> **Cytowany fragment**
────────────────────

Przed spotkaniem wydawało się, że w miejscowości Gać spotykają się dwa różne światy. Górnik Zabrze zajmuje siódme miejsce w tabeli PGNiG Superligi i ma pewny występ w play-offach. Oławianie natomiast po raz pierwszy w historii grają w I lidze i mają niewielkie szanse na promocję do wyższej klasy rozgrywkowej.
Od początku spotkania bardzo dobrze grali jednak podopieczni Krzysztofa Mistaka. Pierwszoligowcy po dziesięciu minutach prowadzili już 9:5. Zabrzanie przegrywali mimo powrotu na boisko Mariusza Jurasika, który potrafił wykazywać się skutecznością.
Po raz pierwszy zabrzanie doprowadzili do remisu na kilka minut przed przerwą. Ostatecznie pierwsza część spotkania zakończyła się rezultatem 17:17. Biorąc pod uwagę skuteczną pogoń zabrzan, wszystkie znaki na niebie i ziemi wskazywały na to, że superligowcy włączą piąty bieg od początku drugiej połowy.

────────────────────

> **Pokazany materiał**
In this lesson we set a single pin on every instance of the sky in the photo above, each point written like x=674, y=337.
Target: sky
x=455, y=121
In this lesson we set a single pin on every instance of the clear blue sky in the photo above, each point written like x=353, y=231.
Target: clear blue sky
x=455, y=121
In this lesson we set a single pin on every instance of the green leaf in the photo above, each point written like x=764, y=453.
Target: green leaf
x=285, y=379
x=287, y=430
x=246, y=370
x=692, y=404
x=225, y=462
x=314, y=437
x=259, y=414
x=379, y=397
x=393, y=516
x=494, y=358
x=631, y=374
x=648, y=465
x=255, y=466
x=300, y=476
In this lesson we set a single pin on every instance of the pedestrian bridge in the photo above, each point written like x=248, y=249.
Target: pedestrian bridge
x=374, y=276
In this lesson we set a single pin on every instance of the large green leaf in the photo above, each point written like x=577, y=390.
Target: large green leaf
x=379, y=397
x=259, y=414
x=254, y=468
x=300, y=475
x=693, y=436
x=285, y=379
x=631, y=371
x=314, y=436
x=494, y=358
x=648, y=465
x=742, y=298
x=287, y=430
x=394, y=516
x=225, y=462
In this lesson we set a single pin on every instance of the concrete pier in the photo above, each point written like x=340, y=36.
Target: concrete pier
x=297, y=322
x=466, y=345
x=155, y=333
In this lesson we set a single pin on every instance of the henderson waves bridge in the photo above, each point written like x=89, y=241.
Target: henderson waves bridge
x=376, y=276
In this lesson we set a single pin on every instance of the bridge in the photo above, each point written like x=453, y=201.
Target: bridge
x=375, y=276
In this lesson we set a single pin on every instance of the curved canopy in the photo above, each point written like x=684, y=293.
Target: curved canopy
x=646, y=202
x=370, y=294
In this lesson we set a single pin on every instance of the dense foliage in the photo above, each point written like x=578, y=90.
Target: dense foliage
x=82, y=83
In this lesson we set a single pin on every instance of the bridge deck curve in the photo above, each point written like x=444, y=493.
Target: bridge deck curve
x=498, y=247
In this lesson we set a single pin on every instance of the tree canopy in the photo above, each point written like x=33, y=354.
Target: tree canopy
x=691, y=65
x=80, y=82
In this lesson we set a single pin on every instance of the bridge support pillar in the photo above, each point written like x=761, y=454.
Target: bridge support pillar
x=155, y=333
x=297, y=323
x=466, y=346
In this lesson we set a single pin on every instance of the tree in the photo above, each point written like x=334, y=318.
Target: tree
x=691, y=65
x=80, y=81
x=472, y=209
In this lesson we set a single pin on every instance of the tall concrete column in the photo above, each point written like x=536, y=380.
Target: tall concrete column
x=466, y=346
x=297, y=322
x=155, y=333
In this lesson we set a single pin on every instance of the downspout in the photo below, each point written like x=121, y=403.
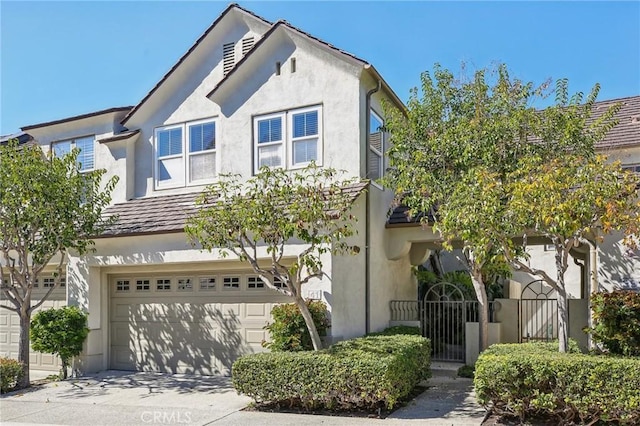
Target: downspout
x=593, y=280
x=367, y=237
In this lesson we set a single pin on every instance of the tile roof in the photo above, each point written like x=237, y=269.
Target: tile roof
x=167, y=213
x=77, y=117
x=120, y=136
x=21, y=136
x=627, y=132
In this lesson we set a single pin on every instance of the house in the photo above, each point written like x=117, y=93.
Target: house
x=528, y=310
x=249, y=92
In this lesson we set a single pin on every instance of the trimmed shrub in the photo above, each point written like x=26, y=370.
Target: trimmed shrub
x=528, y=380
x=289, y=332
x=60, y=332
x=368, y=372
x=550, y=346
x=10, y=374
x=466, y=371
x=616, y=318
x=398, y=329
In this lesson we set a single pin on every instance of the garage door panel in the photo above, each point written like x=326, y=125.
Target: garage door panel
x=200, y=330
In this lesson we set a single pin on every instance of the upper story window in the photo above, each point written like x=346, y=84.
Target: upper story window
x=86, y=156
x=293, y=136
x=185, y=154
x=375, y=168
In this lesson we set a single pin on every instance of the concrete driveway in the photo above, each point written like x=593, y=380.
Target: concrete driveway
x=136, y=398
x=124, y=398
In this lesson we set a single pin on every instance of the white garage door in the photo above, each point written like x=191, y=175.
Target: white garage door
x=187, y=323
x=10, y=326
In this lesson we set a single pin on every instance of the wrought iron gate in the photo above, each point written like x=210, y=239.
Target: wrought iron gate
x=442, y=320
x=538, y=312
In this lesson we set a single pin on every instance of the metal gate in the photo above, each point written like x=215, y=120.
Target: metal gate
x=538, y=312
x=442, y=320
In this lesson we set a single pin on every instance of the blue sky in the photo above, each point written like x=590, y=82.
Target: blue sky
x=60, y=59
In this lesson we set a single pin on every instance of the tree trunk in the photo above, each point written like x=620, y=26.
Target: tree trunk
x=483, y=302
x=23, y=349
x=563, y=317
x=65, y=367
x=563, y=308
x=311, y=326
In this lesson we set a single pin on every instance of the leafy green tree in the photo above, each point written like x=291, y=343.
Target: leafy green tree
x=569, y=200
x=47, y=207
x=60, y=332
x=255, y=219
x=454, y=136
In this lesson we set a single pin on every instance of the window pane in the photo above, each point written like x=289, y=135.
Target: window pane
x=305, y=151
x=270, y=156
x=305, y=124
x=375, y=125
x=171, y=170
x=169, y=142
x=202, y=166
x=202, y=137
x=60, y=149
x=270, y=130
x=85, y=157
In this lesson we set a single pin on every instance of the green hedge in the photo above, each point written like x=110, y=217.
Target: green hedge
x=529, y=380
x=368, y=372
x=289, y=332
x=10, y=374
x=616, y=316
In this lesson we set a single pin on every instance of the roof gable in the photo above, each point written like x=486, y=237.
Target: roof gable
x=271, y=36
x=226, y=14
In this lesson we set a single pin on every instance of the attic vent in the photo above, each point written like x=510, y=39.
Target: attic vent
x=247, y=44
x=228, y=57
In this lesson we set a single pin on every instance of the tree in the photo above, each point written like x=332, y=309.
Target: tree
x=47, y=207
x=256, y=219
x=569, y=200
x=60, y=332
x=454, y=133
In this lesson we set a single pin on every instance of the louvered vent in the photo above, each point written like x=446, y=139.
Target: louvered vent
x=228, y=57
x=375, y=140
x=247, y=44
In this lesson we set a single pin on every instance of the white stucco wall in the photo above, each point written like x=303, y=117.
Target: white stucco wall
x=320, y=79
x=390, y=279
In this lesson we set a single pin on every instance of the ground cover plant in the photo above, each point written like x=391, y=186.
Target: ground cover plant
x=371, y=373
x=288, y=331
x=532, y=380
x=10, y=374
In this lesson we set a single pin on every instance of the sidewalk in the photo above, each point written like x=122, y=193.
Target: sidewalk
x=138, y=398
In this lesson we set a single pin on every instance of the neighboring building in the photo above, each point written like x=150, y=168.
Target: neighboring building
x=248, y=93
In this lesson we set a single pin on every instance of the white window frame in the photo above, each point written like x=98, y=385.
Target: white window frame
x=371, y=149
x=72, y=145
x=281, y=142
x=259, y=282
x=287, y=140
x=190, y=154
x=185, y=155
x=186, y=283
x=291, y=139
x=231, y=279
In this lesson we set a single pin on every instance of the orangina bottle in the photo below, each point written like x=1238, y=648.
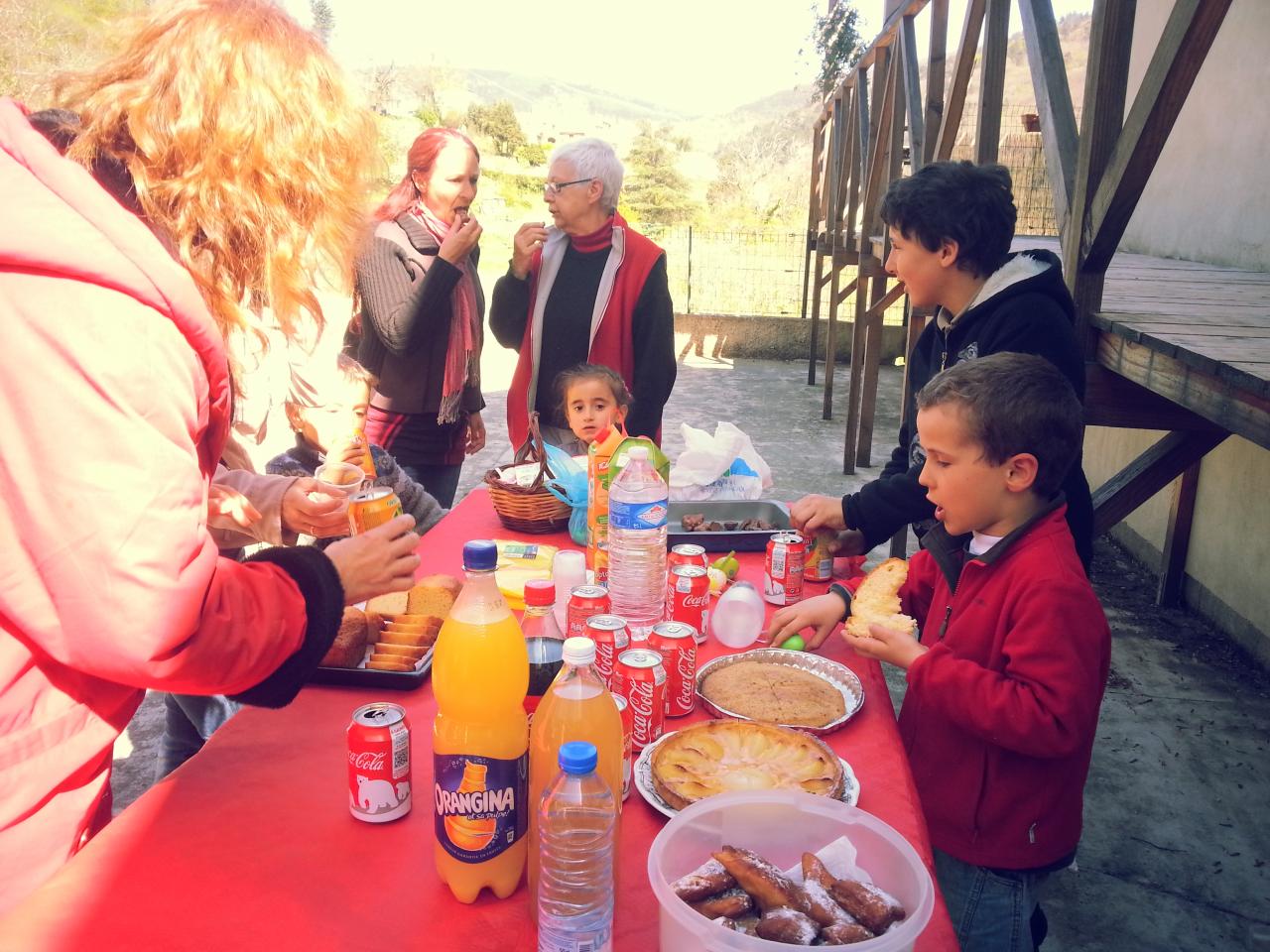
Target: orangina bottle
x=480, y=671
x=575, y=707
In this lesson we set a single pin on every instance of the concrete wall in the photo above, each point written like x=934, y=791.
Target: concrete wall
x=772, y=338
x=1229, y=548
x=1207, y=200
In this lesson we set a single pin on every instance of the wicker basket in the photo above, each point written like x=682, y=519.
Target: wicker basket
x=520, y=497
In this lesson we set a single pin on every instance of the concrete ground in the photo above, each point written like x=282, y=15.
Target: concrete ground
x=1176, y=830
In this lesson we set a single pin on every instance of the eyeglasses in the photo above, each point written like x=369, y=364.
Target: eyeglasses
x=552, y=189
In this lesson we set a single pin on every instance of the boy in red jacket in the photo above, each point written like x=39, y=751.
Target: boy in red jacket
x=1007, y=676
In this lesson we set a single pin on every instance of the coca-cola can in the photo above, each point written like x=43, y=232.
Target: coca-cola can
x=688, y=598
x=611, y=638
x=818, y=565
x=379, y=762
x=584, y=601
x=783, y=569
x=676, y=643
x=640, y=678
x=688, y=553
x=625, y=711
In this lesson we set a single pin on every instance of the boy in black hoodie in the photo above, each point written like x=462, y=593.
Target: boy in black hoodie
x=951, y=230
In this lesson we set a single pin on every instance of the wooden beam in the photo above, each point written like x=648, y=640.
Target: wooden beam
x=838, y=146
x=812, y=222
x=913, y=96
x=846, y=293
x=1115, y=402
x=1147, y=475
x=1106, y=76
x=992, y=81
x=1182, y=512
x=960, y=79
x=1229, y=407
x=821, y=281
x=880, y=298
x=937, y=67
x=881, y=119
x=1183, y=49
x=1053, y=100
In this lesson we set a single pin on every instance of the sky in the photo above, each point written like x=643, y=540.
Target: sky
x=698, y=56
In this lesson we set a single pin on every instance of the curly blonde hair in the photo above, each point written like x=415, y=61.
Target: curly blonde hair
x=246, y=150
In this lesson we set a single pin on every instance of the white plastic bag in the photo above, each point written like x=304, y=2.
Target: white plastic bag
x=722, y=466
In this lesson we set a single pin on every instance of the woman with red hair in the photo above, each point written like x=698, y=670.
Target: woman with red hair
x=422, y=313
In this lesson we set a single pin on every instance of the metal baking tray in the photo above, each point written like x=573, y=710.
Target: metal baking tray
x=724, y=511
x=838, y=675
x=371, y=678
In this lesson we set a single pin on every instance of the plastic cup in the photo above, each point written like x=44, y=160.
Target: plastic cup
x=568, y=571
x=737, y=620
x=780, y=826
x=339, y=479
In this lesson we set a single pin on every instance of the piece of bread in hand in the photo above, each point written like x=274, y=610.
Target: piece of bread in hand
x=349, y=645
x=876, y=601
x=432, y=594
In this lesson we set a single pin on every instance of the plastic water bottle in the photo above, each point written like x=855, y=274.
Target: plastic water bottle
x=638, y=502
x=576, y=824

────────────────────

> **Treść zadań**
1: Oceń, czy stwierdzenia (a), (b) i (c) są zgodne z tekstem o meczu, i przy każdej odpowiedzi „tak” lub „nie” przytocz dokładnie rozstrzygające słowa tekstu.
(a) Górnik Zabrze zajmuje siódme miejsce w tabeli PGNiG Superligi.
(b) Oławianie grają w I lidze od wielu sezonów.
(c) Pierwsza połowa spotkania zakończyła się zwycięstwem zabrzan.
2: Odpowiedz na podstawie tekstu o meczu na pytania (a), (b) i (c).
(a) W jakiej miejscowości odbyło się spotkanie?
(b) Jaki był wynik po dziesięciu minutach gry?
(c) Który zawodnik wrócił na boisko w drużynie zabrzan?

> **Rozwiązania po kolei**
1:
(a) Tak, ponieważ tekst mówi: „Górnik Zabrze zajmuje siódme miejsce w tabeli PGNiG Superligi”.
(b) Nie, ponieważ tekst mówi, że oławianie „po raz pierwszy w historii grają w I lidze”.
(c) Nie, ponieważ tekst mówi: „pierwsza część spotkania zakończyła się rezultatem 17:17”.

2:
(a) Spotkanie odbyło się w miejscowości Gać.
(b) Po dziesięciu minutach pierwszoligowcy prowadzili 9:5.
(c) Na boisko wrócił Mariusz Jurasik.